_GIVEN TASK_
Format as a Markdown table with the columns "Index" and "Entry" the lines of the items below that begin at the line containing "Target: marsh water" and run through the line containing "column 326, row 81", including both ends. Number each row and leave out blank lines.

_INPUT FOR THIS TASK_
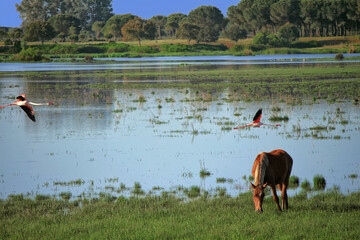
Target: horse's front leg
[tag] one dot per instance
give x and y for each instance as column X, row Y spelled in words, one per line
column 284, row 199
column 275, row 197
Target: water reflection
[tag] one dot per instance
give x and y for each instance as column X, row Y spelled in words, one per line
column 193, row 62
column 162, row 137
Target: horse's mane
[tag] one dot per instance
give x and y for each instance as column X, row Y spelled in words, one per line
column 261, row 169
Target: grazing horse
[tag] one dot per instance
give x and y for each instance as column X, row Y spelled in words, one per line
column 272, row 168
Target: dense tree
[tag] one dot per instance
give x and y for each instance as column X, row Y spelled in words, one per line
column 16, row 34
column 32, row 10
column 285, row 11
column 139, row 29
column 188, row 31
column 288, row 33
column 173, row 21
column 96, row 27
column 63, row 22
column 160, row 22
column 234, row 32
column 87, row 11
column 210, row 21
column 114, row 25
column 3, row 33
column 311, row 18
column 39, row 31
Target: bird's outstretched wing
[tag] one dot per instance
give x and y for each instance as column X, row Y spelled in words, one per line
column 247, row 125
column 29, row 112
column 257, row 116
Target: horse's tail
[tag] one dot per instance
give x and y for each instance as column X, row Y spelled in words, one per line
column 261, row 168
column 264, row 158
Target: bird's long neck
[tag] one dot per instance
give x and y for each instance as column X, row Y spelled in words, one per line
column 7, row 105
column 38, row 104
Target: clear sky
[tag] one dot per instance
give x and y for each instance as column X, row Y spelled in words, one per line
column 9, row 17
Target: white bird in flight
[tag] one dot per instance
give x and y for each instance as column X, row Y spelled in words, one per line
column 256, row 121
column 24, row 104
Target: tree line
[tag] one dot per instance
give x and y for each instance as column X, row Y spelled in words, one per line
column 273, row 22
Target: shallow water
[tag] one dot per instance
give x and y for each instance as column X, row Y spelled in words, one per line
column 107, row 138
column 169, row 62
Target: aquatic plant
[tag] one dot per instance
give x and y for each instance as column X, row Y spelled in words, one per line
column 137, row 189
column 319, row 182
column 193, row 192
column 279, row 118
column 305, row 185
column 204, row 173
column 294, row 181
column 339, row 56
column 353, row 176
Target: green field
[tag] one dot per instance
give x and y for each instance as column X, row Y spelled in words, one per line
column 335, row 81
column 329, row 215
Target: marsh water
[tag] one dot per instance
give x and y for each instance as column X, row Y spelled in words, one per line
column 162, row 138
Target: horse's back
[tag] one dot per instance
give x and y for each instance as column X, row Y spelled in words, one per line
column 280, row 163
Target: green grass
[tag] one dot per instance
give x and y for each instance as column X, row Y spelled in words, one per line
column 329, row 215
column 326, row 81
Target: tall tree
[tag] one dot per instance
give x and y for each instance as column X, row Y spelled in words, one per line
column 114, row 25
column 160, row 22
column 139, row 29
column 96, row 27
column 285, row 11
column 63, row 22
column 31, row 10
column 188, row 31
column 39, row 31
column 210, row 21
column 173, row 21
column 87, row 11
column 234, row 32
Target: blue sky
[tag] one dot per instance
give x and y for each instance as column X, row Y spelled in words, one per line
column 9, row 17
* * *
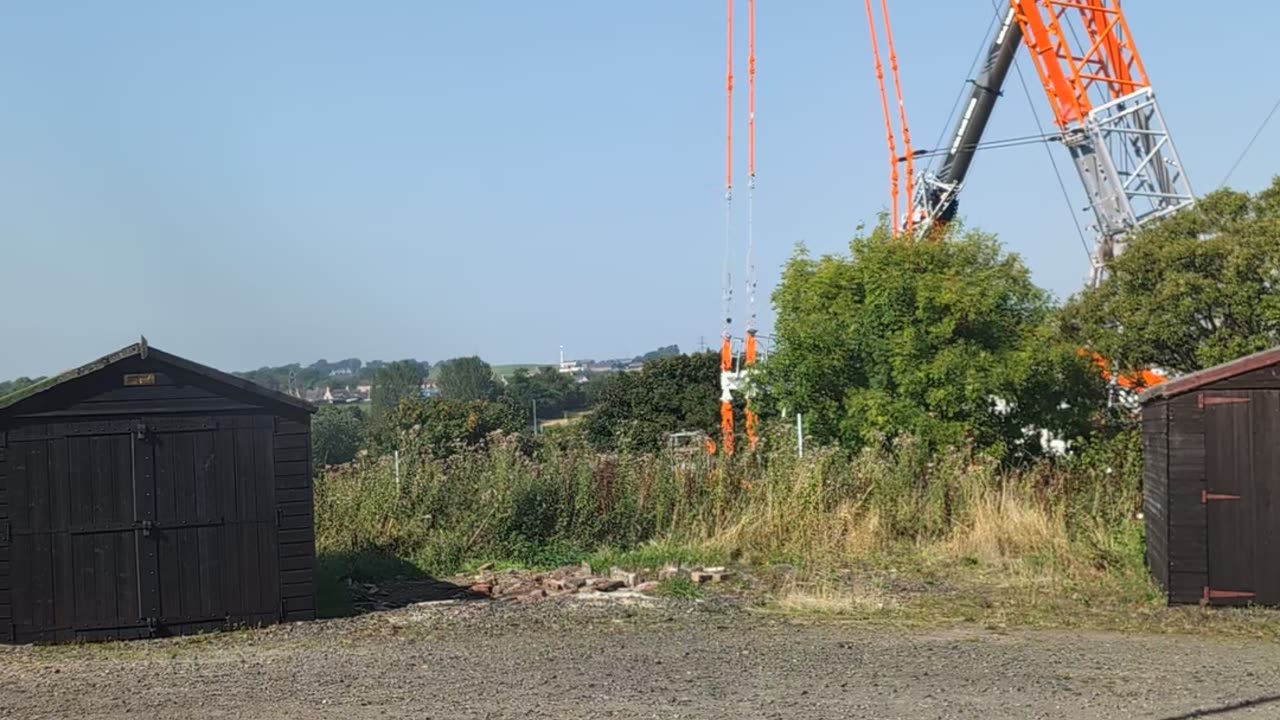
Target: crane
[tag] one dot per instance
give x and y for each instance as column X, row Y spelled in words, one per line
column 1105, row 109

_EXERCISE RESULT_
| Index | Entry |
|---|---|
| 1 | Target: marsh water |
| 2 | [tag] one dot per instance |
| 3 | give x and y for each instance as column X, row Y spelled in words, one per line |
| 4 | column 162, row 138 |
| 5 | Target: horse's back |
| 6 | [tag] one dot per instance |
| 7 | give x and y for each instance as column X, row Y spelled in words, one per line |
| 8 | column 280, row 163 |
| 9 | Target: green grass |
| 10 | [tag] one dot per instance |
| 11 | give x and y for each instance as column X, row Y spelled in words, one per line |
| 12 | column 329, row 215 |
| 13 | column 326, row 81 |